## [Text excerpt]
---

MOSCOW, March 6. /TASS/. Russian cosmonaut Mikhail Korniyenko, who several days earlier returned from the International Space Station (ISS) after a year-long mission, says is already missing the U.S. astronaut Scott Kelly.

"After the landing, we did not manage to talk," he said in the first interview back on Earth. "The last time we saw each other was in Dzhezkazgan, where the official meeting was. There we hugged, and Scott took a NASA plane for Huston, and we headed for Zvezdny Gorodok (cosmonaut base)."

"But I can say our friendship got only better!. Scott is a very good personality and specialist. Over that year we did not face any conflicts, nor did we have a wish for a break from each other. Right on the contrary, I am looking forward to his coming here to Zvezdny Gorodok in 20 days to take part in the official meeting ceremony, and I am missing him already."

They returned to the Earth on March 2, 2016.

---

## [Short exercise 1]
Answer these questions from the Korniyenko excerpt:
(a) Where did Korniyenko and Kelly last see each other?
(b) In how many days does Korniyenko expect Kelly to come to Zvezdny Gorodok?
(c) On what date did they return to Earth?
## [Short exercise 2]
Reproduce the part of the Korniyenko excerpt between "MOSCOW, March 6." and "astronaut Scott Kelly.", inclusive.

Records from a collection:
---

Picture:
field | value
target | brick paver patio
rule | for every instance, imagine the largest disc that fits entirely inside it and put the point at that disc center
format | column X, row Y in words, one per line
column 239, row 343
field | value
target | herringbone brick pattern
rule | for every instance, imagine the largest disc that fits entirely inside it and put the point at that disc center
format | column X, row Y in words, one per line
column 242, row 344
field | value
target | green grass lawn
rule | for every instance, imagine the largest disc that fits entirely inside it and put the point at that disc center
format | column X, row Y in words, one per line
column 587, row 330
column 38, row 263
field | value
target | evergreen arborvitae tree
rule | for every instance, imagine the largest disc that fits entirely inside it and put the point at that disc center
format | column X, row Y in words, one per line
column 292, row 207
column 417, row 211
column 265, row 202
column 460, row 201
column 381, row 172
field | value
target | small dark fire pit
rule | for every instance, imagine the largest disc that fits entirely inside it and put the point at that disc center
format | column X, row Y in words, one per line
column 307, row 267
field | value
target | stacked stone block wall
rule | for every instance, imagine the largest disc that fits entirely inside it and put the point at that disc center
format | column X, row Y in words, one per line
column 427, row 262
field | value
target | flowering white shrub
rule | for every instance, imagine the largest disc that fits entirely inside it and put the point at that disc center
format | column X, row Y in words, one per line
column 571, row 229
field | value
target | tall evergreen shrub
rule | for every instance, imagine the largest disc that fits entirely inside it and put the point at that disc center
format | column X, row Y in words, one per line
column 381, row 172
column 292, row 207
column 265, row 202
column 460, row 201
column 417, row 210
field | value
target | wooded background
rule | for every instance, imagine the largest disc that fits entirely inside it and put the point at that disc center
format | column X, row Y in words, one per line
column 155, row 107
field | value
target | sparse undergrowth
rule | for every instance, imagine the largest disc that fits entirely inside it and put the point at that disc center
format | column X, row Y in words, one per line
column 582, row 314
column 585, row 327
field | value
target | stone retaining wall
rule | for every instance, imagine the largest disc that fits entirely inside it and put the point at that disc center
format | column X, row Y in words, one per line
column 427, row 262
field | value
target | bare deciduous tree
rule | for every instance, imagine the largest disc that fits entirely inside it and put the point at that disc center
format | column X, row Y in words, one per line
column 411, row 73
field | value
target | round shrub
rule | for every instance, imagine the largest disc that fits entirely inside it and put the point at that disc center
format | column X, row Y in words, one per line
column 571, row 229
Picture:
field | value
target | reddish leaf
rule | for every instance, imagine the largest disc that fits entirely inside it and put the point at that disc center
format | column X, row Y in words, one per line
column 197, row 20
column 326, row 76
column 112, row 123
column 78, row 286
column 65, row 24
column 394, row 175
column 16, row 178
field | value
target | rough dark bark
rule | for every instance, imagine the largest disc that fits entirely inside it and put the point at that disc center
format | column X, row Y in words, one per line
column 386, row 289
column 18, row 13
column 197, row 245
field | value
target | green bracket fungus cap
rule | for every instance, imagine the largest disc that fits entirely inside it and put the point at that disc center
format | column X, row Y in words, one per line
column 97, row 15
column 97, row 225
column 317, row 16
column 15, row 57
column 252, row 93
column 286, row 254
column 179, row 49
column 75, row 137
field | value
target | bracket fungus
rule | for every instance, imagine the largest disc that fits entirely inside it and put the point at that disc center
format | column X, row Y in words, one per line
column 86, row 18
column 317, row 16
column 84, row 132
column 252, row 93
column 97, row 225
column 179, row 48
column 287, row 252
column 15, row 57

---

## [Task solution 1]
(a) In Dzhezkazgan, at the official meeting.
(b) In 20 days.
(c) March 2, 2016.

## [Task solution 2]
MOSCOW, March 6. /TASS/. Russian cosmonaut Mikhail Korniyenko, who several days earlier returned from the International Space Station (ISS) after a year-long mission, says is already missing the U.S. astronaut Scott Kelly.